— INSTRUCTIONS TO FOLLOW —
Return every line of the listing below as a JSON list of strings, one string per line, with blank lines left out.

+===+

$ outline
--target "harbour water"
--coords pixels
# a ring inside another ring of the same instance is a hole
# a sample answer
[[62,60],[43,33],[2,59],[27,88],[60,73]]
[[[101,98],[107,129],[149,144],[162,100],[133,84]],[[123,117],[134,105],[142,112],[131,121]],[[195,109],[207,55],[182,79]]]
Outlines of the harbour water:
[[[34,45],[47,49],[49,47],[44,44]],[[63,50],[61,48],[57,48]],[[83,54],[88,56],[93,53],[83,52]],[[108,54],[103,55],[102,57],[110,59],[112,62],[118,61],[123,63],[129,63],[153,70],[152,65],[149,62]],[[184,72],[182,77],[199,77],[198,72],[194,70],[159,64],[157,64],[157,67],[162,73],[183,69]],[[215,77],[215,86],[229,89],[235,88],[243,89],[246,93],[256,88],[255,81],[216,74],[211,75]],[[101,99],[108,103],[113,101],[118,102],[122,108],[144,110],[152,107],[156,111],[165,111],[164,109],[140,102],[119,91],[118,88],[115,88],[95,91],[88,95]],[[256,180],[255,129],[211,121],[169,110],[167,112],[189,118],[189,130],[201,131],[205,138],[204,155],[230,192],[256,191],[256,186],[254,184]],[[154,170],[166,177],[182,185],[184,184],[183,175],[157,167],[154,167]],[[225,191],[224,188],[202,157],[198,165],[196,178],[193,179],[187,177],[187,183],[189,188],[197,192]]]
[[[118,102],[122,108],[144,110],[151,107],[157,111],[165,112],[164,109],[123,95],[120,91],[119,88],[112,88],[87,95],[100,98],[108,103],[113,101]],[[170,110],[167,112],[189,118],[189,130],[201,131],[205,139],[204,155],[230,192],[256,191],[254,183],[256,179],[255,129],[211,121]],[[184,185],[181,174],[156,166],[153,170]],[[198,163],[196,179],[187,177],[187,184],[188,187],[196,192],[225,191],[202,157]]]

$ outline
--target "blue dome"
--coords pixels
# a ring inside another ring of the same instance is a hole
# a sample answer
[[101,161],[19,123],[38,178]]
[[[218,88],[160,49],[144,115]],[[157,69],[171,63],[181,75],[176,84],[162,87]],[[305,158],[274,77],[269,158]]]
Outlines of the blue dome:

+===+

— FULL SOLUTION —
[
  "$ outline",
  "--target \"harbour water\"",
  "--coords pixels",
  "# a ring inside another ring of the same instance is a hole",
  "# a sample answer",
  "[[62,60],[43,33],[2,59],[27,88],[60,73]]",
  "[[[101,98],[107,129],[149,144],[162,100],[133,84]],[[123,117],[134,105],[142,112],[131,121]],[[195,109],[207,55],[182,79]]]",
  "Outlines of the harbour water:",
  "[[[34,45],[47,49],[49,47],[44,44]],[[63,50],[61,48],[57,48]],[[83,54],[88,56],[93,53],[83,52]],[[108,54],[103,55],[102,57],[110,59],[112,62],[118,61],[123,63],[129,63],[153,70],[152,65],[149,62]],[[184,72],[182,77],[199,77],[198,72],[194,70],[159,64],[157,64],[157,67],[162,73],[183,69]],[[215,77],[215,86],[229,89],[235,88],[243,89],[246,93],[256,88],[255,81],[216,74],[211,75]],[[101,99],[108,103],[113,101],[118,102],[122,108],[144,110],[152,107],[156,111],[165,111],[164,109],[140,102],[119,91],[118,88],[115,88],[95,91],[88,95]],[[256,180],[255,129],[211,121],[169,110],[167,112],[189,118],[189,130],[201,131],[205,138],[204,155],[230,192],[256,191],[256,186],[254,184]],[[154,170],[166,177],[182,185],[184,184],[183,175],[157,167],[154,167]],[[225,191],[224,188],[202,157],[198,165],[196,178],[193,179],[187,177],[187,183],[189,188],[197,192]]]",
  "[[[118,102],[122,108],[144,110],[151,107],[157,111],[165,112],[164,109],[123,95],[120,91],[119,88],[112,88],[87,95],[100,98],[108,103],[113,101]],[[170,110],[167,112],[189,118],[189,130],[201,131],[205,139],[204,155],[230,192],[256,191],[254,183],[256,179],[255,129],[211,121]],[[184,185],[181,174],[156,166],[153,170]],[[198,163],[196,179],[187,177],[187,184],[188,187],[196,192],[225,191],[202,157]]]",
  "$ outline",
  "--target \"blue dome\"",
  "--coords pixels",
  "# a ring inside another ring of the same instance is a hole",
  "# a sample answer",
  "[[101,161],[19,123],[38,178]]",
  "[[[218,88],[160,49],[144,115]],[[157,69],[171,63],[181,75],[176,84],[162,87]],[[305,158],[274,77],[269,158]]]",
  "Outlines of the blue dome:"
]